■ TASK BRIEF: Go through the entries that follow and count every line with the string "white". Reply with the number only.

Referring expression data:

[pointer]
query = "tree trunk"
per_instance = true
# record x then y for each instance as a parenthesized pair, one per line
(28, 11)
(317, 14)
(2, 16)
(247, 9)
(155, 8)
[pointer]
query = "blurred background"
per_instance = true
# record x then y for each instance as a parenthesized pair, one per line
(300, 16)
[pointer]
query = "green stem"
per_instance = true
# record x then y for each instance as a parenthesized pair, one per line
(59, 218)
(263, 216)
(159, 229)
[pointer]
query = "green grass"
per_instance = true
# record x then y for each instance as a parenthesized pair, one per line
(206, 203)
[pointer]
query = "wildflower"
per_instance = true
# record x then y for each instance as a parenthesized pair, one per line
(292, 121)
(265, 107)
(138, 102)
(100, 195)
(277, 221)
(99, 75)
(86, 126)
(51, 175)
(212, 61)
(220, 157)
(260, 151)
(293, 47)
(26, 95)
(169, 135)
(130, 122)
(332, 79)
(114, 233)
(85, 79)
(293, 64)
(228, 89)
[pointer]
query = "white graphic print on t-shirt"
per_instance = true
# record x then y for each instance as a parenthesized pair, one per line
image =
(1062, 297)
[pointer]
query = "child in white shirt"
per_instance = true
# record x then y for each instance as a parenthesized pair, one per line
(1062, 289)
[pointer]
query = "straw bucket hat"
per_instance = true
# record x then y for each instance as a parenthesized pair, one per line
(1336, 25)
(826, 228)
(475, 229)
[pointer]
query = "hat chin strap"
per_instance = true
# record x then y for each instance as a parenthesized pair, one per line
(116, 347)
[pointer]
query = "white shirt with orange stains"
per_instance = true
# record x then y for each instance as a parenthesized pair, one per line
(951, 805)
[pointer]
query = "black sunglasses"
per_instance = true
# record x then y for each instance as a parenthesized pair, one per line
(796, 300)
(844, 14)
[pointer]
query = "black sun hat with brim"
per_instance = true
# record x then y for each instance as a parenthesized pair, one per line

■ SOLUTION FOR THIS TASK: 3